▶ _Set task_: Exactly reproduce the line that contains "Practice: put a marker on each instance of the knit" and all lines after it in the entries below, through the very last line.

Entries from a pointing dataset:
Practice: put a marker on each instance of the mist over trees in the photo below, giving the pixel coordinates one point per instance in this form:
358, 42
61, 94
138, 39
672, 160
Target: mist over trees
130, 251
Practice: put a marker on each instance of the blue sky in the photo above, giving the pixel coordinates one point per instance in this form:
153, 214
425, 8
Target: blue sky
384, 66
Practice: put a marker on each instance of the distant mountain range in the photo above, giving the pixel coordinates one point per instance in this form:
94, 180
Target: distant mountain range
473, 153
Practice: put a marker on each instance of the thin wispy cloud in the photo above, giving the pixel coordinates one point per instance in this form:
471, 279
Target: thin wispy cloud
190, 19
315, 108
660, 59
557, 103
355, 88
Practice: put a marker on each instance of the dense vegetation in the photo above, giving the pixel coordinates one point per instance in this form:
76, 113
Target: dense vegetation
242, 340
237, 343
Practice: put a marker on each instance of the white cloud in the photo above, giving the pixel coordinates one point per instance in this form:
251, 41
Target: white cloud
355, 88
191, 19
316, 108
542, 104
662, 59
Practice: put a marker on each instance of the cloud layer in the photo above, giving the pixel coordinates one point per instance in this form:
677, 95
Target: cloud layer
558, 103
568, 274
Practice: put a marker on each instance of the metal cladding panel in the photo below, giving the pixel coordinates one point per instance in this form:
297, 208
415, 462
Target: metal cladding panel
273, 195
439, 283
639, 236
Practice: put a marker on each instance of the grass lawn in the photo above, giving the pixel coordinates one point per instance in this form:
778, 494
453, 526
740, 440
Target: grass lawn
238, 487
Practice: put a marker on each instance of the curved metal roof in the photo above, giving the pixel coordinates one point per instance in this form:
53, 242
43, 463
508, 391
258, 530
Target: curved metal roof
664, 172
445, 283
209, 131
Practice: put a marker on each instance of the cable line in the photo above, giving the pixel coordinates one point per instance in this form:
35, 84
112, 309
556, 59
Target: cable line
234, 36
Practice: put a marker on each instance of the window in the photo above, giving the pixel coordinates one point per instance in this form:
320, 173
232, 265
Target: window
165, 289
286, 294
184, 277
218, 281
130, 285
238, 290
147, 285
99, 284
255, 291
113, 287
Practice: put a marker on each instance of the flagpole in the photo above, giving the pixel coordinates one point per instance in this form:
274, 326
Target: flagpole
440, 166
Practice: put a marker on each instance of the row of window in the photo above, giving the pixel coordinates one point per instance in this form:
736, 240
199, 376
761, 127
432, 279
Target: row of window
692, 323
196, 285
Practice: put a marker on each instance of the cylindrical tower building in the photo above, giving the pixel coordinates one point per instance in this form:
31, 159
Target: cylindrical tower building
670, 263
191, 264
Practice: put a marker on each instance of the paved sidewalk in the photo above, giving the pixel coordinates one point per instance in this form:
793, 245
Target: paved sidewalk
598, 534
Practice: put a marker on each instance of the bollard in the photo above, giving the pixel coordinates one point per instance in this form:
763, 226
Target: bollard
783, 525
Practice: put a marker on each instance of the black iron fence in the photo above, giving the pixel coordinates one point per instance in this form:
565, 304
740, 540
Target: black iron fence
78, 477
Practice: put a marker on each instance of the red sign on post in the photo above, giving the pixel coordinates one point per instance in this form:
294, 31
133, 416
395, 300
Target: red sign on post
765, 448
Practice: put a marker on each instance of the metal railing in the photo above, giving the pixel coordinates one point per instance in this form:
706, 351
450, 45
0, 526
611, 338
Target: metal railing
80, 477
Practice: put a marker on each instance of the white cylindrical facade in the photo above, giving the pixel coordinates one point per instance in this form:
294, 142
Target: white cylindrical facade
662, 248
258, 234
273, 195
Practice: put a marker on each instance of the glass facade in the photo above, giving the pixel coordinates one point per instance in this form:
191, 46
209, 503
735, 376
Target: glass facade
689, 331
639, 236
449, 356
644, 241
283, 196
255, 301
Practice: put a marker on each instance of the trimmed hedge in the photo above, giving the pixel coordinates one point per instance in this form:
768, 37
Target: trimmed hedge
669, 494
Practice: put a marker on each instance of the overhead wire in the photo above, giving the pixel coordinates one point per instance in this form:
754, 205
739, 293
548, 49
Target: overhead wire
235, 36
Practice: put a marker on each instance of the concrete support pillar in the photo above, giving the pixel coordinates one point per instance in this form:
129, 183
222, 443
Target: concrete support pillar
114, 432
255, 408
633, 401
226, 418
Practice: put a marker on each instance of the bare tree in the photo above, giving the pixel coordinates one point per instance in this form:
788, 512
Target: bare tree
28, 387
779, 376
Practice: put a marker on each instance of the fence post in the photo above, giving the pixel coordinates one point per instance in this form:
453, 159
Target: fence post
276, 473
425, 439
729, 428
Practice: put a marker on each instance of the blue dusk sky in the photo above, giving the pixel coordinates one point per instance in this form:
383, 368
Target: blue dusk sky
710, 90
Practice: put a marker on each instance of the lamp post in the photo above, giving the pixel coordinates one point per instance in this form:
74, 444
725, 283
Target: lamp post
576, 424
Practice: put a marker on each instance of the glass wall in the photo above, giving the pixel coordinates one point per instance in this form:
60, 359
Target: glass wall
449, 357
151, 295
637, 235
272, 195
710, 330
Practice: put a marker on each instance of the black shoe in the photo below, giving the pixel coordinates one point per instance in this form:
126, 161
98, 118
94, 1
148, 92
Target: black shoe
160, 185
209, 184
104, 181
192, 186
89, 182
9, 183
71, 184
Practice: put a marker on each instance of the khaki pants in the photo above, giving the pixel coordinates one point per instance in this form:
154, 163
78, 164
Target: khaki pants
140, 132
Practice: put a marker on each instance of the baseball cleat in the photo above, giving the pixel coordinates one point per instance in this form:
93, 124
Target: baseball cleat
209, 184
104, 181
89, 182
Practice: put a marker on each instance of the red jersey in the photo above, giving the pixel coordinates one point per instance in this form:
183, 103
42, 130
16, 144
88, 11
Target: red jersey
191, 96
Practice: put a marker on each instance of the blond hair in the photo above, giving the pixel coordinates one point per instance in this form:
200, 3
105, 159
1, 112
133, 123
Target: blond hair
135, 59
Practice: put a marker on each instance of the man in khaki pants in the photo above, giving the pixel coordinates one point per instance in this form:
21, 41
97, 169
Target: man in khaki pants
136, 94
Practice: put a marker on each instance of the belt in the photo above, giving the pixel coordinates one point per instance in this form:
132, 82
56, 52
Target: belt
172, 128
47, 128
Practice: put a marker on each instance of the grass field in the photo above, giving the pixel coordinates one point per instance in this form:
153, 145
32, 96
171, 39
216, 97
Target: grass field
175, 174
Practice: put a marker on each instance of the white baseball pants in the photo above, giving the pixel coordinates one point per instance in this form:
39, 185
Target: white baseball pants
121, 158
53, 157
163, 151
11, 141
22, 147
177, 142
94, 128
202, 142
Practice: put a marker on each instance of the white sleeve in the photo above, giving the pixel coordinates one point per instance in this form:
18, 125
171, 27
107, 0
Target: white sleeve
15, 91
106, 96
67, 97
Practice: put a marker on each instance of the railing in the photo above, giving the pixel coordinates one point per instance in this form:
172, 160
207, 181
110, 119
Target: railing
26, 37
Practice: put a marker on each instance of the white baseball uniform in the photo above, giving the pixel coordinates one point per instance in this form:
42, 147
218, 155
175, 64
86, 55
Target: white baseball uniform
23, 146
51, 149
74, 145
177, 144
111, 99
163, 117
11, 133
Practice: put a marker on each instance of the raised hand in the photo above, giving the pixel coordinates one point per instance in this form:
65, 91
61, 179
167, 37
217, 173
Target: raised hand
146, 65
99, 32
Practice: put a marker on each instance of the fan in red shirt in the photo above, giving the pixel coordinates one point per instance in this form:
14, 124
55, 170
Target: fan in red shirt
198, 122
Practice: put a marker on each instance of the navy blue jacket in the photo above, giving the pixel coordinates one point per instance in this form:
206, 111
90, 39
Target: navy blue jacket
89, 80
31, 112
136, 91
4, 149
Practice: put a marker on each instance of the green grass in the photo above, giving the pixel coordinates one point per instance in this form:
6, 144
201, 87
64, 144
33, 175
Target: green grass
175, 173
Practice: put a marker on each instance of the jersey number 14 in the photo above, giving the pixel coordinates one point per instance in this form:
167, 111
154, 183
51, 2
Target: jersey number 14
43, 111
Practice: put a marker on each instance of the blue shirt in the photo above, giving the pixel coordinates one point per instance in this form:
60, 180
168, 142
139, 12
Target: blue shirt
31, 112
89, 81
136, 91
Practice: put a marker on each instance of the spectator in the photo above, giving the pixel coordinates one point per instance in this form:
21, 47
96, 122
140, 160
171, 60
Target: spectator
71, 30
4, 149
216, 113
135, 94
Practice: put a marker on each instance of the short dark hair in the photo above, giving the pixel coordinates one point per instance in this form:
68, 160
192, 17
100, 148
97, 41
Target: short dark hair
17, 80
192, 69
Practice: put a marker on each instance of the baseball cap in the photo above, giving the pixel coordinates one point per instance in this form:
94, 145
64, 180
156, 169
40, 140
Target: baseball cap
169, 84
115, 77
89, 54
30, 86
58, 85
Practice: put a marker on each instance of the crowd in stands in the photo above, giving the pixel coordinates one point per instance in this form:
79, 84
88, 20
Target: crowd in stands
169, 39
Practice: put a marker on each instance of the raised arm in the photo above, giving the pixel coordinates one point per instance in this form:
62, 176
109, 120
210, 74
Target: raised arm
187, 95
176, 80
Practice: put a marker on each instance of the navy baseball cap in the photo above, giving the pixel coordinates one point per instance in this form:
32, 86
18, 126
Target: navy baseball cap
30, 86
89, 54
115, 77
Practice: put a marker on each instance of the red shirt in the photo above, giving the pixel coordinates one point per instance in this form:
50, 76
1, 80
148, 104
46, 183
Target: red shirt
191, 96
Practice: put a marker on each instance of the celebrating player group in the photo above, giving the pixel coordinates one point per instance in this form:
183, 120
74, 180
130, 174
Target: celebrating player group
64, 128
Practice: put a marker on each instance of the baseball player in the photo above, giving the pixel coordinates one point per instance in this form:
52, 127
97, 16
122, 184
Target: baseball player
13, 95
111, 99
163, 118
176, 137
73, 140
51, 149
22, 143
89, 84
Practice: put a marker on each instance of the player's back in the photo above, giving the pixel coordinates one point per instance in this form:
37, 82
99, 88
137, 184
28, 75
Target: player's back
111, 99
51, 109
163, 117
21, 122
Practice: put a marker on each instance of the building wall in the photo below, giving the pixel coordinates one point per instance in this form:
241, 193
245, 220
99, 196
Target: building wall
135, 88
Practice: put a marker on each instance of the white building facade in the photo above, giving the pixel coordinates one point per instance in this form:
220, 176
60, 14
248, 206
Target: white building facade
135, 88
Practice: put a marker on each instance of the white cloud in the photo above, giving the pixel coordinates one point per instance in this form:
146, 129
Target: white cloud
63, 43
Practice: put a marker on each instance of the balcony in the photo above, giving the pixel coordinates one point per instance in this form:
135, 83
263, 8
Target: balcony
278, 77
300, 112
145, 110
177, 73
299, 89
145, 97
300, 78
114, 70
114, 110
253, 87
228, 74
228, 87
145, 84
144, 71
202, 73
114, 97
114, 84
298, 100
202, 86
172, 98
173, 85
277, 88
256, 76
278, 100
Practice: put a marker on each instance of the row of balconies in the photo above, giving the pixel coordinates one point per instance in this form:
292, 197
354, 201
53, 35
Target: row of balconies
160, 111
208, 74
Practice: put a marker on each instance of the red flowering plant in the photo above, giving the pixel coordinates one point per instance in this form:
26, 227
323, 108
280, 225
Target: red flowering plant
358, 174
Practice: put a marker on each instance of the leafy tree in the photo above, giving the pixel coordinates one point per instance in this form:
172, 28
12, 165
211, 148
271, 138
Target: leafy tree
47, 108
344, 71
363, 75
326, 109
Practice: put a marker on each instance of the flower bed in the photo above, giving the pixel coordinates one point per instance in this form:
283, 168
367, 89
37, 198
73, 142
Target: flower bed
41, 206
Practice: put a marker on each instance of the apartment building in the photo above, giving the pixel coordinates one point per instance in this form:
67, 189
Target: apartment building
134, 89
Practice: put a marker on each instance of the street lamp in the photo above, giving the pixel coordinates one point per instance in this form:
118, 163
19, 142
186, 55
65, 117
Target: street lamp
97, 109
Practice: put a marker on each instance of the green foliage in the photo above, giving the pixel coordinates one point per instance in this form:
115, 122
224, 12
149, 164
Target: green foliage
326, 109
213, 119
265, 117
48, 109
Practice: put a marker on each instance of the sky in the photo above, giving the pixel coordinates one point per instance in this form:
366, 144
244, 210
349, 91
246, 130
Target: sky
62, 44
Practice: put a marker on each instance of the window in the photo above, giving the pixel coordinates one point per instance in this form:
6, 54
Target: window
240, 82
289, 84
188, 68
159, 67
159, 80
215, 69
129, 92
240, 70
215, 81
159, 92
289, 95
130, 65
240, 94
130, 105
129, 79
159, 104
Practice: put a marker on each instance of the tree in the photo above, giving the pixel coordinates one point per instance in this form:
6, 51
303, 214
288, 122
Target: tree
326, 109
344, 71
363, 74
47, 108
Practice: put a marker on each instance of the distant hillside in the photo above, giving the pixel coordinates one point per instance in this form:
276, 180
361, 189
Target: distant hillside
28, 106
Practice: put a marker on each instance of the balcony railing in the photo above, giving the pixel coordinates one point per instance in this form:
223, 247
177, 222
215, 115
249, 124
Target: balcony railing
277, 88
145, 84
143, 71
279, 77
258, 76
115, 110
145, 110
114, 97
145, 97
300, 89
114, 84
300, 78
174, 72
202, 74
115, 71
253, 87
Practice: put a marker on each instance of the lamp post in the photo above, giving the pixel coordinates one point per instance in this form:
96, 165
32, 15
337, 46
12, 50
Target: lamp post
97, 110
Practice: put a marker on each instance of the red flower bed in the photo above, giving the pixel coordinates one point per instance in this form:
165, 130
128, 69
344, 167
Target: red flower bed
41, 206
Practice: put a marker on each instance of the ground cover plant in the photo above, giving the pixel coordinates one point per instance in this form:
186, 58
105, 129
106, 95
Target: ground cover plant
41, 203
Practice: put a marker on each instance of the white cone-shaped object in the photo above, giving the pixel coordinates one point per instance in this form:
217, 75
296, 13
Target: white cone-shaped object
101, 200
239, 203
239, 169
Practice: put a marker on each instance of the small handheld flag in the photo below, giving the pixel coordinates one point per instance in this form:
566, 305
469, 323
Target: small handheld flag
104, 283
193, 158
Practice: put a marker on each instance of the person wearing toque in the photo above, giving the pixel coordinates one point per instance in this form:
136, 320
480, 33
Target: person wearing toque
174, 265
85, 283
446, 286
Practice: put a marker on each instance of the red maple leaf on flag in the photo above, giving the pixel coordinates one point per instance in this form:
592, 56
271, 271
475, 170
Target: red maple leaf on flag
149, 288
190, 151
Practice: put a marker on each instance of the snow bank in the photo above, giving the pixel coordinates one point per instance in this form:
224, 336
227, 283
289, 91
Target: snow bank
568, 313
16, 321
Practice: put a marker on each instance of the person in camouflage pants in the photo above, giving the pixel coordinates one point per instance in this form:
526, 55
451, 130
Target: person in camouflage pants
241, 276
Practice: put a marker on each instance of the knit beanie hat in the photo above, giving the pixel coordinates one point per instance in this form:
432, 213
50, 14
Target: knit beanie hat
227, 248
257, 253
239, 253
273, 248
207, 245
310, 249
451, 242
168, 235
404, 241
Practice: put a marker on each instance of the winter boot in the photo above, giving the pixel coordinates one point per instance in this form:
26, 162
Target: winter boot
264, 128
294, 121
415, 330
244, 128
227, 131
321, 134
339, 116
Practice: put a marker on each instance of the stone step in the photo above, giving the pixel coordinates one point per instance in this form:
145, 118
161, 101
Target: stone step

▶ _The solution_:
Practice: put a marker on each instance of the knit beanie hat in the photo above, giving the pixel coordinates one point per instance in this form:
432, 213
50, 14
Target: knit beanie hat
227, 248
257, 253
239, 253
273, 248
207, 245
310, 249
451, 242
168, 235
404, 241
Practice: put a marker on each instance of the winter boot in the photo above, giving the pixel coordinates one point per instance in this form:
26, 162
Target: winter boot
264, 128
294, 121
415, 330
244, 128
227, 131
321, 134
339, 116
Practice: put a marker on each instance of the stone step in the photo above, giving the pixel coordinates one point per instance in this form:
145, 118
161, 101
Target: stone step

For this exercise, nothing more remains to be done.